§ **Records supplied**:
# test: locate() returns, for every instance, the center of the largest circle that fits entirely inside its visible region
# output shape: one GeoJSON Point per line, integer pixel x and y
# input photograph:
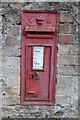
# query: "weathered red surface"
{"type": "Point", "coordinates": [39, 28]}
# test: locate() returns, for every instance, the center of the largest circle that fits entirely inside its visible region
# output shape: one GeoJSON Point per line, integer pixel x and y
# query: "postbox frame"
{"type": "Point", "coordinates": [23, 90]}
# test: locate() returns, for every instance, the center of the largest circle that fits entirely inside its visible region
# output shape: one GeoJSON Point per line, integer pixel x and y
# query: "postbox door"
{"type": "Point", "coordinates": [38, 67]}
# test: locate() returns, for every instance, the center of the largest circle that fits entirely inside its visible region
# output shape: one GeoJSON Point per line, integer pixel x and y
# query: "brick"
{"type": "Point", "coordinates": [68, 70]}
{"type": "Point", "coordinates": [67, 60]}
{"type": "Point", "coordinates": [78, 60]}
{"type": "Point", "coordinates": [66, 39]}
{"type": "Point", "coordinates": [62, 100]}
{"type": "Point", "coordinates": [66, 17]}
{"type": "Point", "coordinates": [63, 81]}
{"type": "Point", "coordinates": [10, 100]}
{"type": "Point", "coordinates": [12, 41]}
{"type": "Point", "coordinates": [12, 91]}
{"type": "Point", "coordinates": [14, 30]}
{"type": "Point", "coordinates": [65, 91]}
{"type": "Point", "coordinates": [11, 66]}
{"type": "Point", "coordinates": [68, 49]}
{"type": "Point", "coordinates": [11, 51]}
{"type": "Point", "coordinates": [65, 6]}
{"type": "Point", "coordinates": [66, 28]}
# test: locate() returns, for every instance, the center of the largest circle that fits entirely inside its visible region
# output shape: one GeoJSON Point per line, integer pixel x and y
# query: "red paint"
{"type": "Point", "coordinates": [39, 28]}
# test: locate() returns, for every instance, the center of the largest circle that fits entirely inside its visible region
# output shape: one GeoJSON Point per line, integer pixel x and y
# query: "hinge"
{"type": "Point", "coordinates": [56, 81]}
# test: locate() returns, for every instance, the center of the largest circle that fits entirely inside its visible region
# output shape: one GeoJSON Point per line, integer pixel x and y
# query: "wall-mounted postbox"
{"type": "Point", "coordinates": [38, 57]}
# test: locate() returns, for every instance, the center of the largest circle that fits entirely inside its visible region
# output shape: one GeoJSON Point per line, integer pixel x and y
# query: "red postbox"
{"type": "Point", "coordinates": [38, 57]}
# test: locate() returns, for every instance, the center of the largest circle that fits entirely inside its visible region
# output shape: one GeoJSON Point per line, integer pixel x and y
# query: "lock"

§ **Exercise goal**:
Every line of the material must be returned exactly; leave the images out.

§ **Worked solution**:
# test: locate() returns, for every instance, the center of the largest circle that fits entirely inside its visible region
# output shape: one GeoJSON Point per line, integer pixel x and y
# input photograph:
# query: "weathered red surface"
{"type": "Point", "coordinates": [39, 28]}
# test: locate() returns, for every instance, the center of the largest circle that fits entirely inside its visible region
# output shape: one GeoJSON Point per line, integer pixel x and y
# query: "postbox frame"
{"type": "Point", "coordinates": [23, 90]}
# test: locate() returns, for every instance, the center of the largest circle that fits entirely inside its visible region
# output shape: one GeoJSON Point per line, integer pixel x and y
# query: "postbox door"
{"type": "Point", "coordinates": [38, 67]}
# test: locate() returns, for every instance, the center of the largest circle that fits entirely inside its visible region
# output shape: one GeoJSON Point per line, integer pixel x and y
# query: "brick"
{"type": "Point", "coordinates": [68, 70]}
{"type": "Point", "coordinates": [67, 60]}
{"type": "Point", "coordinates": [78, 60]}
{"type": "Point", "coordinates": [66, 39]}
{"type": "Point", "coordinates": [62, 100]}
{"type": "Point", "coordinates": [66, 17]}
{"type": "Point", "coordinates": [63, 81]}
{"type": "Point", "coordinates": [10, 100]}
{"type": "Point", "coordinates": [12, 41]}
{"type": "Point", "coordinates": [12, 91]}
{"type": "Point", "coordinates": [14, 30]}
{"type": "Point", "coordinates": [65, 91]}
{"type": "Point", "coordinates": [11, 66]}
{"type": "Point", "coordinates": [68, 49]}
{"type": "Point", "coordinates": [11, 51]}
{"type": "Point", "coordinates": [65, 6]}
{"type": "Point", "coordinates": [66, 28]}
# test: locate() returns, for every instance, the center of the largest circle that fits entirely inside its visible region
# output shape: one GeoJSON Point per line, integer pixel x and y
# query: "red paint"
{"type": "Point", "coordinates": [39, 28]}
# test: locate() returns, for every instance, the center of the largest circle that fits entirely inside its visible region
# output shape: one GeoJSON Point per line, integer pixel x and y
# query: "hinge"
{"type": "Point", "coordinates": [56, 81]}
# test: locate() returns, for every instance, the center of the largest circle that fits entirely inside its visible region
# output shape: one GeoJSON Point per line, integer pixel x and y
# query: "wall-mounted postbox"
{"type": "Point", "coordinates": [38, 57]}
# test: locate() returns, for every instance, the center of the largest circle that fits entirely inside its visible region
# output shape: one GeoJSON Point per line, integer pixel x and y
# query: "red postbox"
{"type": "Point", "coordinates": [38, 57]}
# test: locate() returns, for every instance, the center of the largest circle that fits entirely inside its visible region
# output shape: one GeoJSON Point per line, integer pixel x and y
# query: "lock"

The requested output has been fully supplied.